PROVIDED TEXT:
————————

IN WITNESS WHEREOF, this Agreement has been executed as of the
day and year first above stated.
__________________________________________________________
Employers Mutual Casualty Company and its Affiliates and
Subsidiaries
By: /s/ Xxxxxxx X. Xxxxxx
Authorized Person
NOTE: Execution of this Adoption Agreement creates a legal liability of the
Employer with significant tax consequences to the Employer and Participants.
The Employer should obtain legal and tax advice from its professional
advisors before adopting the OPTION IT. The Sponsor disclaims all liability
for the legal and tax consequences which result from the elections made by
the Employer in this Adoption Agreement.
The OPTION IT is adopted by the following Participating Employers:
___________________________________________
Name of Employer
By: _______________________________________
Authorized Person
___________________________________________
Name of Employer
By: _______________________________________
Authorized Person
___________________________________________
Name of Employer
By: _______________________________________
Authorized Person
THE EXECUTIVE
PERFORMANCE OPTION PLAN
Plan Document
Section Page
------- ----
1.0 Purpose ....................................................1
2.0 Administration of The Executive Performance Option Plan ....1
3.0 Effective Date .............................................2
4.0 Eligibility ................................................2
5.0 Participation Agreement ....................................2
6.0 Options ....................................................2
7.0 Withholding ................................................4
8.0 No Right or Obligation of Continued Employment or Service ..4
9.0 Unfunded Plan; Not a Retirement Plan .......................5
10.0 Amendment and Termination of The Executive Performance
Option Plan ................................................5
11.0 Restrictions on Options and Option Property ................5
12.0 Adjustment to Option Property ..............................5
13.0 Applicable Law .............................................6
14.0 No Representation Regarding Share Value ....................6
15.0 Death Benefit ..............................................6
16.0 Trust ......................................................6
THE EXECUTIVE
PERFORMANCE OPTION PLAN (THE "POP")
Plan Document
1.0 Purpose
By execution of a written agreement (the "Adoption Agreement")
pursuant to which the Employer (as defined below) adopts The Executive
Performance Option Plan (the "POP"), the Employer has adopted the POP set
forth herein to recruit, retain and reward selected employees of, and other
individuals providing services to, the Employer by providing competitive
incentive compensation opportunities to such individuals and encouraging such
individuals to promote the continued success and progress of the Employer.

————————

MATERIAL PROVIDED:
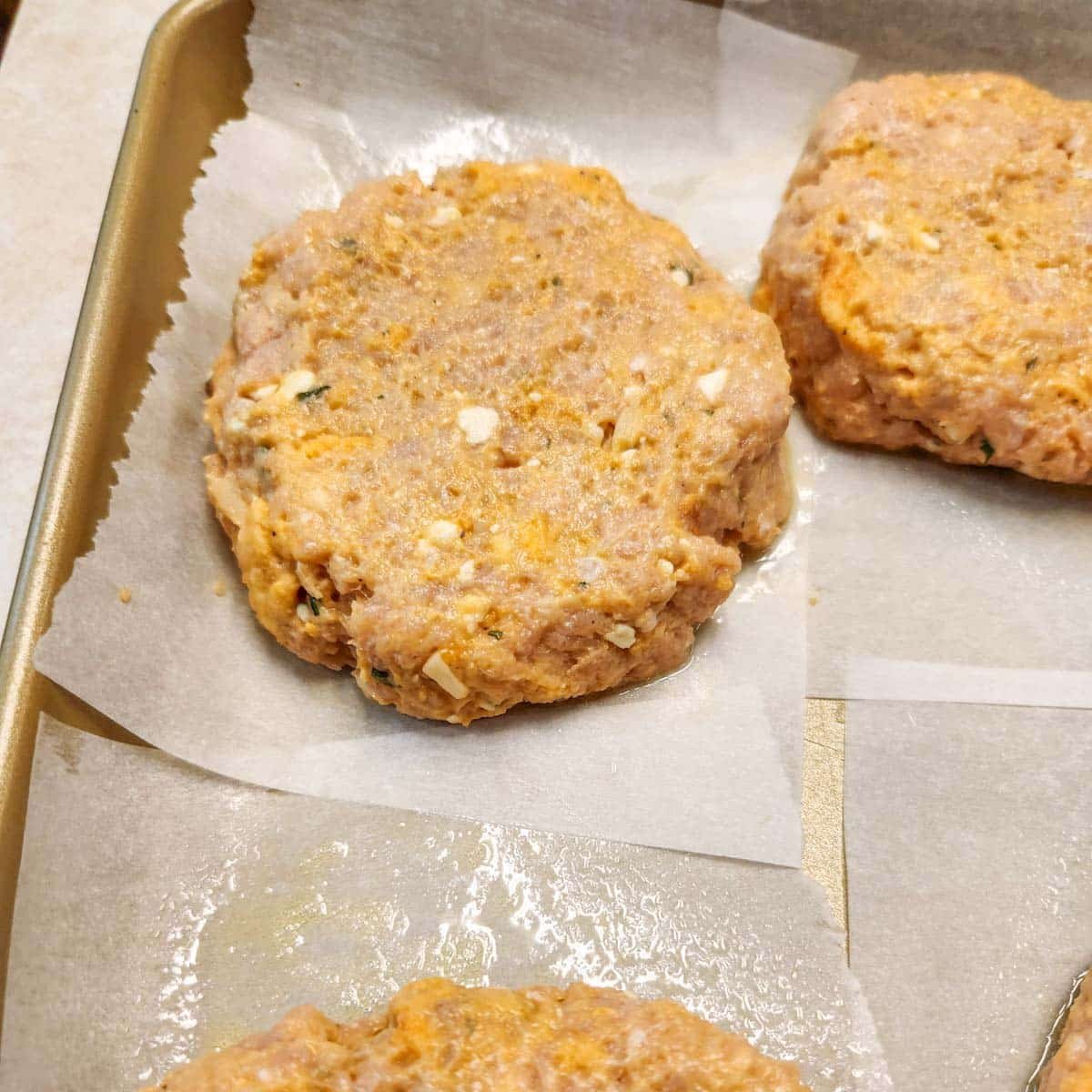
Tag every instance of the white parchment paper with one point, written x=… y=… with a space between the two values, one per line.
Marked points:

————————

CHALLENGES:
- 1) In the option plan excerpt, from whom should the Employer obtain legal and tax advice before adopting the OPTION IT?
- 2) Reproduce verbatim the passage of the option plan excerpt between "The Employer should" and "this Adoption Agreement.", inclusive.

ANSWERS BY TASK:
- 1) From its professional advisors.

- 2)
The Employer should obtain legal and tax advice from its professional
advisors before adopting the OPTION IT. The Sponsor disclaims all liability
for the legal and tax consequences which result from the elections made by
the Employer in this Adoption Agreement.